(Point placement data)
━━━━
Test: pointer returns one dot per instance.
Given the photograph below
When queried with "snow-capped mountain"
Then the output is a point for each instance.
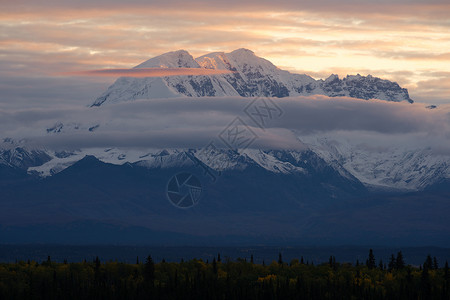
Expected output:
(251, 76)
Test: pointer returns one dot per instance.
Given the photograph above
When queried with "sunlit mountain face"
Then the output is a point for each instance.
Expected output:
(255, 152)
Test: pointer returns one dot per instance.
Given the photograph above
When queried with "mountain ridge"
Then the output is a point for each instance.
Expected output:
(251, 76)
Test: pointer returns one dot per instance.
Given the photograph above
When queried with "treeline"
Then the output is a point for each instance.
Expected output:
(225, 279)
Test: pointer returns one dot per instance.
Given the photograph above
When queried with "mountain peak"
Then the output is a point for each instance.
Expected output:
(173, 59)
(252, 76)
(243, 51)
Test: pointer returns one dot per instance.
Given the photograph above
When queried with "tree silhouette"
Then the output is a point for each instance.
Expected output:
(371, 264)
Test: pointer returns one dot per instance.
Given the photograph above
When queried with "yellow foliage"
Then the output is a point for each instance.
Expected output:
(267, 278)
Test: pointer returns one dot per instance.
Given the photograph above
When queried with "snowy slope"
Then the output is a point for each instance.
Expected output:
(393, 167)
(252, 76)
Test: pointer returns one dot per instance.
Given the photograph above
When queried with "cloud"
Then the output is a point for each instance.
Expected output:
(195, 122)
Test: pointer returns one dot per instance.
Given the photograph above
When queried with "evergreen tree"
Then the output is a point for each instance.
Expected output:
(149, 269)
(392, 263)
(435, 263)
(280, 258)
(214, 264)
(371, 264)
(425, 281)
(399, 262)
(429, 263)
━━━━
TASK DESCRIPTION.
Transcribe the data above line for line, leaving out the pictures.

RESULT OF THIS EXERCISE.
Test: pointer returns one dot per instance.
Given the photograph below
When queried with "snow-capped mountain"
Then the output is a point for each instance.
Expected output:
(251, 76)
Test: pointer returns one dot per instance.
Given the photograph above
When queried with "sunlit mountain face"
Then the output is a point for each instance.
Expected output:
(255, 152)
Test: pointer returns one dot per instance.
Given the photograph above
When queried with "mountain ridge"
Then the output is a point for each instance.
Expected output:
(251, 76)
Test: pointer returns one dot per instance.
Given the photograph above
When queried with "treeline"
Then the output is a point for each instance.
Expected output:
(225, 279)
Test: pointer returns one dot per instance.
Given the photograph above
When queried with "mountain peak"
Then the output is a point for each instance.
Expected output:
(173, 59)
(252, 76)
(243, 51)
Test: pointer returns one dot per instance.
Given the photograph above
When queried with "tree silhouette"
Then the output is a point for each instance.
Expected output:
(371, 264)
Test: pointer returns one dot per instance.
Given the photograph above
When queried with "yellow foliage"
Then the output is a point for each instance.
Expected output:
(267, 278)
Test: pointer returns one dot per instance.
Given the photograph above
When queried with "snowy slope"
Then the output is a point for each instance.
Expected output:
(393, 167)
(252, 76)
Test: pointer returns one dot per instance.
Given the photograph above
When queried with "cloud"
Then the output is a point for each instance.
Expected output:
(195, 122)
Test: pointer returns one dot per instance.
Given the photograph above
When queried with "evergreen tree"
Then the output is a point for each instance.
Expected output:
(149, 269)
(392, 263)
(435, 263)
(280, 258)
(214, 264)
(371, 264)
(425, 281)
(399, 262)
(429, 263)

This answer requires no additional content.